**Task directions**: Write the records out once more, exactly as they are given.

**Available data**:
□ □ □ □

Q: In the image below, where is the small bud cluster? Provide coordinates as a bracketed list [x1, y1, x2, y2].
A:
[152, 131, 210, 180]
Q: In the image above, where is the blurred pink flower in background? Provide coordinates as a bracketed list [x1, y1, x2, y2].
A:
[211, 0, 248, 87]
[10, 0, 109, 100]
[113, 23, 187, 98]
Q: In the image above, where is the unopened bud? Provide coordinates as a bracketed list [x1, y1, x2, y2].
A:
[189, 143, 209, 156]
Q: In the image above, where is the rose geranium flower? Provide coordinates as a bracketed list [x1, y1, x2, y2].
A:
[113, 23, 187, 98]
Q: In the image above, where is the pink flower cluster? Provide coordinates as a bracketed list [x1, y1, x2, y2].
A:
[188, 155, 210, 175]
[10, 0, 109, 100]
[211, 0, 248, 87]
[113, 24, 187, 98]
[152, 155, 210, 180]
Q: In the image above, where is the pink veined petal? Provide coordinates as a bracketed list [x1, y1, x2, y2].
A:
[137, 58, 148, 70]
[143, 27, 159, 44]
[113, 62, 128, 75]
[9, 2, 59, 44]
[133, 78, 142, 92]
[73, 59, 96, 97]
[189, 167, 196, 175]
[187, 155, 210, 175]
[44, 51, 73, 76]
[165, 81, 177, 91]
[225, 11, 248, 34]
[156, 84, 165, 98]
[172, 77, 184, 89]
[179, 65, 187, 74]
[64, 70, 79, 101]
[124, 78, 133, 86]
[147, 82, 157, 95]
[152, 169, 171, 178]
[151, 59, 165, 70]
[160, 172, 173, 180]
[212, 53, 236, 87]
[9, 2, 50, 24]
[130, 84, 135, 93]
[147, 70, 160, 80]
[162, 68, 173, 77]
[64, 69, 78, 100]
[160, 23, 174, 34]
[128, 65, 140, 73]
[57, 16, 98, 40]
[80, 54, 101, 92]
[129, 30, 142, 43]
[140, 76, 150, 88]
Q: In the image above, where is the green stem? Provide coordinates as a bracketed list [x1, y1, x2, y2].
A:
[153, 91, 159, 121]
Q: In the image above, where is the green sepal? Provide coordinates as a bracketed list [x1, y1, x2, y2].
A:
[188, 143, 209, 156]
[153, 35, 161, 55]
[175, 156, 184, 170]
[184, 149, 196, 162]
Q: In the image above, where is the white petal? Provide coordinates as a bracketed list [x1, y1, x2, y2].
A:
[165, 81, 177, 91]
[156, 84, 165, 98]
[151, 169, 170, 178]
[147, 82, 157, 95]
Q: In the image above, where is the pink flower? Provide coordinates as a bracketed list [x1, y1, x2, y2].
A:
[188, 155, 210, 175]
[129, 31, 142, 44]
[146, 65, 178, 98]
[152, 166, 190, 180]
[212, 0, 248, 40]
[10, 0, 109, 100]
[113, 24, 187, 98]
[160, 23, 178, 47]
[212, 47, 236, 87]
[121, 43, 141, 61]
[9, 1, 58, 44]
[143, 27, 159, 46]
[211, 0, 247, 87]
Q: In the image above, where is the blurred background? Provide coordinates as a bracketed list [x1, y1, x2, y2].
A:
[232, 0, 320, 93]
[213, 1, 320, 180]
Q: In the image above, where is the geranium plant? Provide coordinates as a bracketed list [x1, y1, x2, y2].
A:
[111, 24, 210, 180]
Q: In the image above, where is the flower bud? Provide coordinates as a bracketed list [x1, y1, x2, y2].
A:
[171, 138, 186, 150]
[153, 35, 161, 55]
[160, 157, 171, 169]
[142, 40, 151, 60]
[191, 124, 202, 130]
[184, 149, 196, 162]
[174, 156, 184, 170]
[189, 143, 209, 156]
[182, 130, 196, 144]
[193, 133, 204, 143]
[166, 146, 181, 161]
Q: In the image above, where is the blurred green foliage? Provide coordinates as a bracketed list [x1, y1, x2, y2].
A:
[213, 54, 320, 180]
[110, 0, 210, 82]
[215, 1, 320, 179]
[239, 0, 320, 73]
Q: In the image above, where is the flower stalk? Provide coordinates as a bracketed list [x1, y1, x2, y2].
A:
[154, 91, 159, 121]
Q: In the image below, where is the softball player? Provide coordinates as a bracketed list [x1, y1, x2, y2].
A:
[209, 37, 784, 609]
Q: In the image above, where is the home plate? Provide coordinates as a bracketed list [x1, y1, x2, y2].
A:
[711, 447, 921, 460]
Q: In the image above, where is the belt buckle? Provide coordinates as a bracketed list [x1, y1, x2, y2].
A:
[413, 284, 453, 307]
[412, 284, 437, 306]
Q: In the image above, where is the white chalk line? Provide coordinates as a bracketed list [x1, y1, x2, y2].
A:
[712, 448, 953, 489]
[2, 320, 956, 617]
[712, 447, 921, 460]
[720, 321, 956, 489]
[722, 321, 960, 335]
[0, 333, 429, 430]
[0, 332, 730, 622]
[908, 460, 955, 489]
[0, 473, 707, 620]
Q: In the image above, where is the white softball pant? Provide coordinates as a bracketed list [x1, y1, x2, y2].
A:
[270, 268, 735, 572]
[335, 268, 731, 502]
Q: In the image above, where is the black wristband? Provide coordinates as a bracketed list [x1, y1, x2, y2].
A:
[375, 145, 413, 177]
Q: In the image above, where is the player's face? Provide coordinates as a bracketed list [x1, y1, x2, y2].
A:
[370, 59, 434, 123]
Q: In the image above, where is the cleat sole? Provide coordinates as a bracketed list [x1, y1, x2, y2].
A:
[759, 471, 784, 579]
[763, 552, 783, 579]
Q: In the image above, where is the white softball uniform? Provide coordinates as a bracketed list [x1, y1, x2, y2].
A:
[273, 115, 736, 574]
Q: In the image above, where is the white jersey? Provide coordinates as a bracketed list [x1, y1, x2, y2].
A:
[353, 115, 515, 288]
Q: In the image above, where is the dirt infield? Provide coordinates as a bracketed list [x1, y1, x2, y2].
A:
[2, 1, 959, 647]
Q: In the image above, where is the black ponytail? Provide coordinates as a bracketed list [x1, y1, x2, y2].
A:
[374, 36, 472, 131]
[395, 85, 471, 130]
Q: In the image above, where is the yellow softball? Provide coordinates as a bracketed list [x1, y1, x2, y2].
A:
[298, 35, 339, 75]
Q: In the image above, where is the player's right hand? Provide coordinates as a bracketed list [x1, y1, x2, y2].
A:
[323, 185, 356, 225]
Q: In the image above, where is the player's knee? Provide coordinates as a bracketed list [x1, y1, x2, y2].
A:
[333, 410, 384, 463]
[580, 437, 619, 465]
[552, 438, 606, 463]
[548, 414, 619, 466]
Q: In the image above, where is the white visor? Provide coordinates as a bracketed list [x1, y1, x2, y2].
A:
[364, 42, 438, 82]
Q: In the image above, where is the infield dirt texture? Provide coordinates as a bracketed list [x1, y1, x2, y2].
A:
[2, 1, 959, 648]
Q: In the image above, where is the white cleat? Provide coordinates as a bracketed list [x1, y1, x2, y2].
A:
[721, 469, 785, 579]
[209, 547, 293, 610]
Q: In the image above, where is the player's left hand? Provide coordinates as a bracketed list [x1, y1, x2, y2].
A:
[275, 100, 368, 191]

□ □ □ □

**Expected output**:
Q: In the image below, where is the small bud cluster? Provide coordinates as a bracketed list [x1, y1, x2, y2].
A:
[152, 131, 210, 180]
Q: In the image above, where is the blurred pink flower in background? Provide coordinates as a bracketed list [x1, y1, x2, y2].
A:
[211, 0, 248, 87]
[10, 0, 109, 100]
[113, 23, 187, 98]
Q: In the image above, where is the unopened bud? Provide coordinates as a bracketed list [x1, y1, x2, y2].
A:
[189, 143, 209, 156]
Q: In the image above, where is the rose geranium flower? Provide coordinates as a bracketed list [x1, y1, x2, y2].
A:
[113, 23, 187, 98]
Q: In the image above, where is the pink flower cluster? Provide coordinates as a bracketed list [x1, y1, x2, y2].
A:
[188, 155, 210, 175]
[10, 0, 109, 100]
[211, 0, 248, 87]
[113, 24, 187, 98]
[152, 155, 210, 180]
Q: In the image above, where is the pink veined petal? Provide coordinates as a bracketed list [x1, y1, x2, y2].
A:
[137, 58, 148, 70]
[143, 27, 159, 44]
[113, 62, 128, 75]
[9, 2, 59, 44]
[133, 78, 142, 92]
[73, 59, 96, 97]
[189, 167, 196, 175]
[187, 155, 210, 175]
[44, 51, 73, 76]
[165, 81, 177, 91]
[225, 11, 248, 34]
[156, 84, 165, 98]
[172, 77, 184, 89]
[179, 65, 187, 74]
[64, 70, 79, 101]
[124, 78, 133, 86]
[147, 82, 157, 95]
[152, 169, 171, 178]
[151, 59, 165, 70]
[160, 172, 173, 180]
[212, 53, 236, 87]
[9, 2, 50, 24]
[130, 84, 135, 93]
[147, 70, 160, 80]
[162, 68, 173, 77]
[64, 69, 78, 100]
[160, 23, 174, 34]
[128, 65, 140, 73]
[57, 16, 98, 40]
[80, 54, 101, 92]
[129, 30, 142, 43]
[140, 76, 150, 88]
Q: In the image above, where is the green stem? Provide coordinates as a bracketed list [x1, y1, x2, y2].
A:
[153, 91, 159, 121]
Q: In the image above, where is the green sepal? Provide coordinates as a bracketed list [x1, y1, x2, y2].
A:
[188, 143, 209, 156]
[153, 35, 161, 55]
[175, 156, 184, 170]
[184, 149, 196, 162]
Q: In the image above, where is the white petal? Provide coordinates as a bracketed list [x1, y1, x2, y2].
A:
[165, 81, 177, 91]
[156, 84, 165, 98]
[151, 169, 170, 178]
[147, 82, 157, 95]
Q: In the image above, where is the pink flower? Provide coordinates as a bracketed list [x1, y1, x2, y2].
A:
[188, 155, 210, 175]
[129, 31, 142, 44]
[146, 65, 178, 98]
[152, 166, 190, 180]
[212, 0, 248, 40]
[10, 0, 109, 100]
[113, 24, 187, 98]
[160, 23, 178, 47]
[212, 47, 236, 87]
[121, 43, 141, 61]
[9, 1, 58, 44]
[143, 27, 159, 46]
[211, 0, 247, 87]
Q: In the image above, where is the blurred background? Provide coordinates as a bracketed list [x1, y1, x2, y2].
A:
[232, 0, 320, 93]
[213, 1, 320, 180]
Q: In the image above, where is the geranium plant? Provide coordinates as a bracketed list [x1, y1, x2, y2].
A:
[111, 24, 210, 180]
Q: In the image above, where is the flower bud? Provide coordinates as a bracketed list [x1, y1, x2, y2].
A:
[171, 138, 186, 150]
[153, 35, 161, 55]
[160, 157, 171, 169]
[142, 40, 151, 60]
[191, 124, 202, 130]
[184, 149, 196, 162]
[174, 156, 184, 170]
[189, 143, 209, 156]
[182, 130, 196, 144]
[193, 133, 204, 143]
[166, 146, 181, 161]
Q: In the image above, where is the blurred green foliage? Provide coordinates as a bracketed list [x1, y1, x2, y2].
A:
[213, 54, 320, 180]
[110, 0, 210, 82]
[215, 1, 320, 179]
[239, 0, 320, 73]
Q: In the image above, where is the flower stalk? Provide coordinates as a bracketed list [x1, y1, x2, y2].
A:
[154, 91, 159, 121]
Q: In the image below, where is the softball player? Provide coordinates as a bracketed list [x1, y1, x2, y2].
A:
[209, 37, 784, 609]
Q: In the image above, where is the home plate? Provide coordinates as a bracketed list [x1, y1, x2, y2].
A:
[711, 447, 921, 460]
Q: In the image above, where is the belt buckle? Provide coordinates as a bracketed list [x1, y1, x2, y2].
A:
[413, 284, 453, 307]
[412, 284, 437, 306]
Q: In the image above, where is the white chalk line? Provide coordinates as a bracketed list [x1, y1, x2, y2].
A:
[712, 448, 953, 489]
[2, 320, 956, 617]
[712, 447, 921, 460]
[720, 321, 956, 489]
[722, 321, 960, 335]
[0, 333, 429, 430]
[0, 332, 730, 622]
[908, 460, 955, 489]
[0, 473, 707, 620]
Q: In the image above, where is the white softball pant? Provide coordinates as a bracketed list [x1, y1, x2, y2].
A:
[270, 268, 735, 572]
[335, 268, 731, 502]
Q: In the image above, where is the black wristband? Provide coordinates as a bracketed list [x1, y1, x2, y2].
A:
[375, 145, 413, 177]
Q: In the image above, where is the player's face? Provide coordinates as a bracketed list [x1, y1, x2, y2].
A:
[370, 59, 434, 123]
Q: In the image above, where is the cleat sole? Provide coordinates as a bracketed list [x1, y1, x2, y2].
A:
[759, 471, 784, 579]
[763, 552, 783, 579]
Q: In the image above, where is the white softball uniform? Provide coordinates as a bracketed list [x1, y1, x2, y2].
A:
[273, 115, 736, 574]
Q: In the image above, where is the white jersey? Provide coordinates as a bracketed list [x1, y1, x2, y2].
A:
[353, 115, 515, 288]
Q: In the image above, where is the dirt infield? Provide coordinates as a bracketed list [x1, y1, x2, y2].
A:
[2, 1, 959, 647]
Q: In the image above, where is the black ponytail? Provide coordinates as a bracketed list [x1, y1, x2, y2].
A:
[374, 36, 472, 131]
[395, 85, 471, 130]
Q: In the image above, where is the yellow softball? Provide coordinates as a bracketed list [x1, y1, x2, y2].
A:
[298, 35, 339, 75]
Q: In the image above, where is the player's right hand? Provide coordinates as a bracketed list [x1, y1, x2, y2].
A:
[323, 185, 356, 225]
Q: In the image above, where is the player's knee? Provide coordinates as a bracketed list [x1, y1, x2, y2].
A:
[333, 410, 384, 463]
[580, 437, 619, 465]
[552, 438, 606, 463]
[548, 414, 619, 466]
Q: In the image above, where is the white visor? Provide coordinates as a bracketed list [x1, y1, x2, y2].
A:
[364, 42, 438, 82]
Q: In the image above, where is the infield dirt texture? Provide coordinates as a bracketed list [x1, y1, x2, y2].
A:
[2, 1, 959, 648]
Q: In the image above, where is the white cleat? Provide coordinates as a bracketed list [x1, y1, x2, y2].
A:
[721, 469, 785, 579]
[209, 547, 293, 610]
Q: In the image above, where is the player's left hand? Provide coordinates as a bracketed list [x1, y1, x2, y2].
A:
[275, 100, 368, 191]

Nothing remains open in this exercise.